**Given problem**:
Return every line below as is, leaving out the pictures.

**Excerpted data**:
────────────────────
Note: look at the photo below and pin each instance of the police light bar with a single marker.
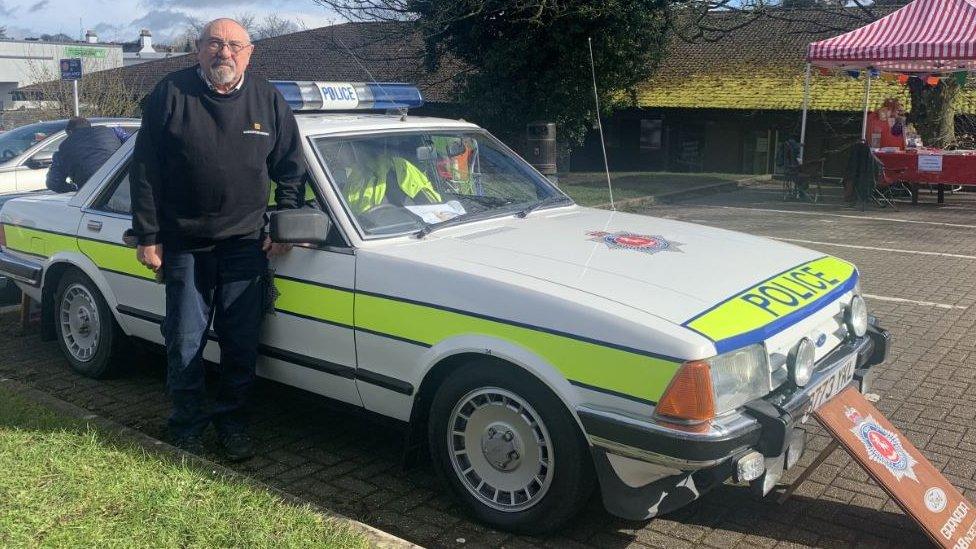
(346, 96)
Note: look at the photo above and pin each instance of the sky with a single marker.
(120, 20)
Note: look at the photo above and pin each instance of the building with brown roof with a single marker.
(722, 102)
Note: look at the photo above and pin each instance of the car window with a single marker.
(396, 183)
(116, 198)
(120, 201)
(16, 141)
(51, 147)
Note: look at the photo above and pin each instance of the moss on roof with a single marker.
(776, 90)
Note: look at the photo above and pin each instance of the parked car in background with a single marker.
────────────────────
**Written solution**:
Note: look at the photo below and pin each instance of the police light bar with a single marker.
(346, 96)
Note: look at the photo above and pin each instance of the sky with a single marker.
(120, 20)
Note: look at the photo above and pin each instance of the building with brown roof with a single marker.
(722, 102)
Note: look at the photo above and pin each instance of the car window with a single marker.
(396, 183)
(116, 198)
(120, 201)
(16, 141)
(51, 147)
Note: look at the photo above and pin each instance of the moss on roof with a single marker.
(776, 90)
Note: look at the photo above and pin each instance of the parked car in background with a single marker.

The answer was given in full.